# [Given instruction]
Reproduce the following lines verbatim, beginning with the line that contains "Diagnostic imaging module: highlight the metal wire" and continuing through the line that contains "(0, 0), (1200, 877)", with both of those lines included.

□ □ □ □

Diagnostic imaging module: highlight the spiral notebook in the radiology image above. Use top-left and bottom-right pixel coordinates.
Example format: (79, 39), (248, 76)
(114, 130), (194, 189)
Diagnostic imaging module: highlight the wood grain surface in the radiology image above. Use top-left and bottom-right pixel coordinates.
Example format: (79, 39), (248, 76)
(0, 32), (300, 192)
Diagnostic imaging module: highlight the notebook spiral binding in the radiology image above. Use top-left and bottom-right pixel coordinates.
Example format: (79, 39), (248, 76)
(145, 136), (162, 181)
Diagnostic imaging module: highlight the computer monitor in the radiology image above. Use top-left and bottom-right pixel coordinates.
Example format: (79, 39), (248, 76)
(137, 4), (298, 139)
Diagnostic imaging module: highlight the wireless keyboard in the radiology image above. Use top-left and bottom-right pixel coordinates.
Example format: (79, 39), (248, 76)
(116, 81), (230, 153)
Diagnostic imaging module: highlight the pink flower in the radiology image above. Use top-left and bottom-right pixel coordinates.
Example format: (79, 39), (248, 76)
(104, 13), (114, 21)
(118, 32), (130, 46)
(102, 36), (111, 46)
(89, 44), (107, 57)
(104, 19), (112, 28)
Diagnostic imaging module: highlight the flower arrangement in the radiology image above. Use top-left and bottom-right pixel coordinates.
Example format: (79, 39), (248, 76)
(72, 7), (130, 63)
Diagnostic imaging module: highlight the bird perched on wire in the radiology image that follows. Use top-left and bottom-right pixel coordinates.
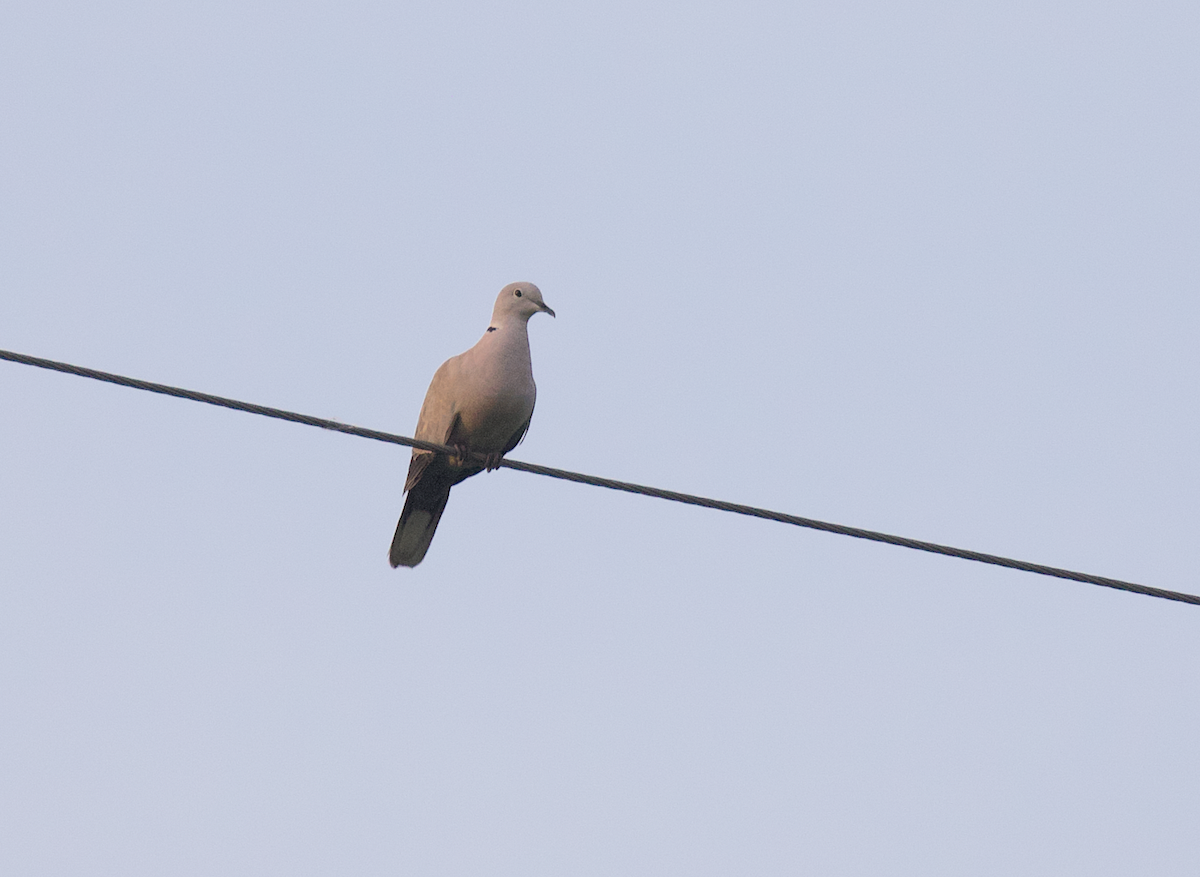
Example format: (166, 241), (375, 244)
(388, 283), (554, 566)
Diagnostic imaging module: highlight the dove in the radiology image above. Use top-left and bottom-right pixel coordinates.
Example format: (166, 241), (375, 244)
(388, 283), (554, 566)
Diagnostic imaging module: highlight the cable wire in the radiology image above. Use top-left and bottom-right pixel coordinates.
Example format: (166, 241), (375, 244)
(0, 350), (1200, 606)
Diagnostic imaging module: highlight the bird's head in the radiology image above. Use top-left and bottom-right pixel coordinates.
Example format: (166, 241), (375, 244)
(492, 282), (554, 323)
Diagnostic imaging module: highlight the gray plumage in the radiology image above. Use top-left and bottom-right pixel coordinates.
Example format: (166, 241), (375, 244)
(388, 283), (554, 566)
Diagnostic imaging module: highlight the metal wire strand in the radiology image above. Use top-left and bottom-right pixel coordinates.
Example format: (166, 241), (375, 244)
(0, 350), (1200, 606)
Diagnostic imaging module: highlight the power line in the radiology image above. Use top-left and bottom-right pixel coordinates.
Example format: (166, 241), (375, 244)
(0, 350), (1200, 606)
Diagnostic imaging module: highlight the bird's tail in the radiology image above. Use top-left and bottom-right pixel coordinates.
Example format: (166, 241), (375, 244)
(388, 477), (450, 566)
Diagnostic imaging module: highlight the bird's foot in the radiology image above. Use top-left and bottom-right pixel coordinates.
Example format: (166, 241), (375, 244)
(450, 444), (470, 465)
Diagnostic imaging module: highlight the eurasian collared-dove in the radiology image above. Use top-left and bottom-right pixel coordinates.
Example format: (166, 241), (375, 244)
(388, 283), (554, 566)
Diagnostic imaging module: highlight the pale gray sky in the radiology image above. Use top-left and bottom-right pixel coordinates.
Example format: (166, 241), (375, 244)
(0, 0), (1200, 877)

□ □ □ □

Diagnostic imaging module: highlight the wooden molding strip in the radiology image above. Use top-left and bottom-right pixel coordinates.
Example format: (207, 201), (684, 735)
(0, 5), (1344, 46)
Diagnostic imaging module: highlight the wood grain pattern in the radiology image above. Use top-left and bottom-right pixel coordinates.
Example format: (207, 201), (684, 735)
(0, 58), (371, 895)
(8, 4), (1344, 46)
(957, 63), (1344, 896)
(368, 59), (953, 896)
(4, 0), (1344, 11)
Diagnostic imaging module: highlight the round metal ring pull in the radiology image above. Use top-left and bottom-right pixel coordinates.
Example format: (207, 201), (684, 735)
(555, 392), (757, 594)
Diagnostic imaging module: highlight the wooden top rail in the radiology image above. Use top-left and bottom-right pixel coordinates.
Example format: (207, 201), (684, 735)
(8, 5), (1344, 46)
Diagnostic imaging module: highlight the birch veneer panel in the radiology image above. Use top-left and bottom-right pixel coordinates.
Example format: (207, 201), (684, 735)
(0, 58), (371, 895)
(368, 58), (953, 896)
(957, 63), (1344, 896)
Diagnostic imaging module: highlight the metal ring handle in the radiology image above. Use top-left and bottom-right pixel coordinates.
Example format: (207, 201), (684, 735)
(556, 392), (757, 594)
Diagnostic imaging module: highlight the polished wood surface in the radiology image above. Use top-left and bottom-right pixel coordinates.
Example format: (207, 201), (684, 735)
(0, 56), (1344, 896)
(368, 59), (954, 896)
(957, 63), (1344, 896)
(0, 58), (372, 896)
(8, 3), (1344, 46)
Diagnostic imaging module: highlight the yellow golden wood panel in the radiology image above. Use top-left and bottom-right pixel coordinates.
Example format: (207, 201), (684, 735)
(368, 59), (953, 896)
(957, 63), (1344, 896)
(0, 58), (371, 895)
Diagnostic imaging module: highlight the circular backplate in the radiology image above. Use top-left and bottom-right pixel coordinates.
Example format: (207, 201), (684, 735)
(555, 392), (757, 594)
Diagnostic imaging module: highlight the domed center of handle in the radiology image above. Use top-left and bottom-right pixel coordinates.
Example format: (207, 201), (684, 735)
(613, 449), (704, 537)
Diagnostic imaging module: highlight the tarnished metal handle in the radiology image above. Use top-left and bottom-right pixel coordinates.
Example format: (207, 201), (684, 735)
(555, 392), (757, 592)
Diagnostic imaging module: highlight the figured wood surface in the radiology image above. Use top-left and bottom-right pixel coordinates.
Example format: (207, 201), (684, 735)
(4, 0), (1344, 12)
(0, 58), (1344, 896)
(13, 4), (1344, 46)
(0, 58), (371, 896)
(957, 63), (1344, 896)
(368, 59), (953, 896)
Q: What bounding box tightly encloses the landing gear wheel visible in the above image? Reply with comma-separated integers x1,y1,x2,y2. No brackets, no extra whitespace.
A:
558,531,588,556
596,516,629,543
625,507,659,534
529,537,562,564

□ □ □ □

# [Written response]
Diagnostic imaging module: highlight the metal wire strand in the radiology image above. Use top-left and bottom-right pixel coordinates.
Example format: (166, 241), (375, 244)
(0, 350), (1200, 606)
Diagnostic imaging module: highlight the power line in the radiology image above. Use top-left and bottom-right pixel coordinates.
Example format: (166, 241), (375, 244)
(0, 350), (1200, 606)
Diagnostic imaging module: highlight the bird's tail in the radiology image above. Use top-left and bottom-right pixel coordinates.
Example format: (166, 241), (375, 244)
(388, 477), (450, 566)
Diagnostic imaging module: highlight the bird's foot in the radiology image above. Use top-left and bottom-right pixel coordinates.
Example format: (166, 241), (375, 244)
(450, 444), (470, 465)
Diagnostic imaging module: highlight the eurasian collared-dove in the radiology image above. Use top-left and bottom-right pixel coordinates.
Example format: (166, 241), (375, 244)
(388, 283), (554, 566)
Diagnostic imaging module: highlight the pale gray sky in the radiology image above. Use top-left and bottom-right pixel coordinates.
Example format: (166, 241), (375, 244)
(0, 0), (1200, 877)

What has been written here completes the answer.